***** Provided information

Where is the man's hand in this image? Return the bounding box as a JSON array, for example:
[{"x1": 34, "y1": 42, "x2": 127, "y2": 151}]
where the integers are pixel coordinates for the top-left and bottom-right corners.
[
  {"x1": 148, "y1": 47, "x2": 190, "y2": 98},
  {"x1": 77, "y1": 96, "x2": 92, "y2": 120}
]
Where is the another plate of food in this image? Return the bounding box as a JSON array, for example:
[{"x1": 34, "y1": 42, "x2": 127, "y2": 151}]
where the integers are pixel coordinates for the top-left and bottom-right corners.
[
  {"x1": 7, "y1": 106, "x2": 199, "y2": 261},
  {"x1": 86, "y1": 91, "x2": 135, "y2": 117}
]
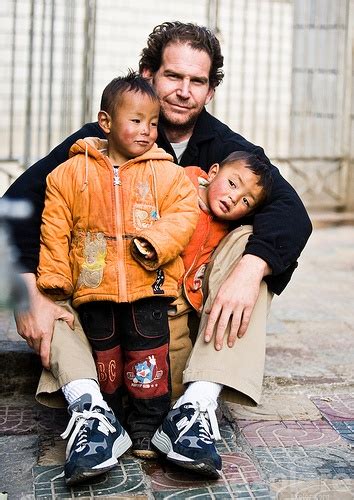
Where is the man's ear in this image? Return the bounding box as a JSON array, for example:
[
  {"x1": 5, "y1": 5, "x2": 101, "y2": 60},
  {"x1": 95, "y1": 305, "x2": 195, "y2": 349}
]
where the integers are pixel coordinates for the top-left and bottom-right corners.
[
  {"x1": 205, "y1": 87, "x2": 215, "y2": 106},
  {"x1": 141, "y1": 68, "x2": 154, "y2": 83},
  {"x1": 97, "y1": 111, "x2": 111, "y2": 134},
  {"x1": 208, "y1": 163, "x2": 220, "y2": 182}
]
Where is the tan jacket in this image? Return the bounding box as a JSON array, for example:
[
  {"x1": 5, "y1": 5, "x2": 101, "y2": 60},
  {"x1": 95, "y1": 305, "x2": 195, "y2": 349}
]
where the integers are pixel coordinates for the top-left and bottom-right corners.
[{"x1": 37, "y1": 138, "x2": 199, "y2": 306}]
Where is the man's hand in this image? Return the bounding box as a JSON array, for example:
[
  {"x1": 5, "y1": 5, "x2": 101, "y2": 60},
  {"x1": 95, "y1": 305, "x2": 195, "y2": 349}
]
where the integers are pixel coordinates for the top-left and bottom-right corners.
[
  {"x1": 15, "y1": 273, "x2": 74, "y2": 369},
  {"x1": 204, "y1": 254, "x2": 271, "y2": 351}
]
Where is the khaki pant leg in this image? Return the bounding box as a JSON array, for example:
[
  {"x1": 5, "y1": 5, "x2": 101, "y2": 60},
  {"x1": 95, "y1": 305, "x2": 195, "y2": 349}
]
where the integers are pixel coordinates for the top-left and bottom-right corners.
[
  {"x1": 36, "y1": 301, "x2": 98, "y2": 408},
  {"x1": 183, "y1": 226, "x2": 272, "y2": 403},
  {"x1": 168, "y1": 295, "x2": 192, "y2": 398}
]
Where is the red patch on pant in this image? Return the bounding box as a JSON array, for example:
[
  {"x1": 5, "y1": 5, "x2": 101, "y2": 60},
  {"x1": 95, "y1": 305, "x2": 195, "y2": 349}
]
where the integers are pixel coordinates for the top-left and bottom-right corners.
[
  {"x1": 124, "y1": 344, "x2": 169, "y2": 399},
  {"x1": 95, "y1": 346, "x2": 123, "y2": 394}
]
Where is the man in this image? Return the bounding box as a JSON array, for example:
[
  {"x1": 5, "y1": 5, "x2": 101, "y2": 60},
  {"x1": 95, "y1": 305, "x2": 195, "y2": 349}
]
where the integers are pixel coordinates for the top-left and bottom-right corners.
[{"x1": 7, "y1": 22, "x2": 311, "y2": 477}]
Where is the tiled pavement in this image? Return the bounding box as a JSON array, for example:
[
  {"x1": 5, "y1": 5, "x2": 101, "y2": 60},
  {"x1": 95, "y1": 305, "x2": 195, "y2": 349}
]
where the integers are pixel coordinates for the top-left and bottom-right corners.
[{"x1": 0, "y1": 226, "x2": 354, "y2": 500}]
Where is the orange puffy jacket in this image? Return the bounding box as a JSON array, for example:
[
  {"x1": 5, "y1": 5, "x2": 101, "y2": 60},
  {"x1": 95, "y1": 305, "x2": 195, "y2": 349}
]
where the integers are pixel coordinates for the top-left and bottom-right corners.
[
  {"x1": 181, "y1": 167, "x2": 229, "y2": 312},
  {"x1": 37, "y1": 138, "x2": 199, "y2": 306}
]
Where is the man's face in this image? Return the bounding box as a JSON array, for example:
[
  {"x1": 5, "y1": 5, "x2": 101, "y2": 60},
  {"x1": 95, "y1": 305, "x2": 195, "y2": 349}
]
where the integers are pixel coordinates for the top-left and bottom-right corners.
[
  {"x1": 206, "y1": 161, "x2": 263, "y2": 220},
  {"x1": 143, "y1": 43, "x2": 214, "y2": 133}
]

**********

The task
Quote, without any change, each line from the one that contains "Where is the man in" through the end of the material.

Exercise response
Where is the man in this image? Return the bounding box as a JSON array, for example:
[
  {"x1": 5, "y1": 5, "x2": 101, "y2": 60},
  {"x1": 95, "y1": 305, "x2": 195, "y2": 349}
]
where the integers are pixel coordinates for the top-left and bottom-right corners.
[{"x1": 7, "y1": 22, "x2": 311, "y2": 477}]
Where is the tiled pavement in this image? Return the bounding box as a JSON array, for example:
[
  {"x1": 5, "y1": 5, "x2": 101, "y2": 60},
  {"x1": 95, "y1": 305, "x2": 195, "y2": 349}
]
where the integers are pixel coordinates for the top-left and bottom-right corners.
[{"x1": 0, "y1": 226, "x2": 354, "y2": 500}]
Where is the orange puffy jacket in this image? Return the bounding box as a JSON array, for example:
[
  {"x1": 5, "y1": 5, "x2": 101, "y2": 60},
  {"x1": 95, "y1": 305, "x2": 195, "y2": 349}
]
where the integers are pixel coordinates for the top-left and bottom-right corners.
[
  {"x1": 181, "y1": 167, "x2": 229, "y2": 312},
  {"x1": 37, "y1": 138, "x2": 199, "y2": 306}
]
Where is the man's face in this image? Return the bounding box as a JSON array, for example:
[
  {"x1": 5, "y1": 5, "x2": 101, "y2": 60},
  {"x1": 95, "y1": 305, "x2": 195, "y2": 349}
]
where the integers are pixel coordinates for the top-left and bottom-right corners.
[
  {"x1": 206, "y1": 161, "x2": 263, "y2": 220},
  {"x1": 143, "y1": 43, "x2": 214, "y2": 133}
]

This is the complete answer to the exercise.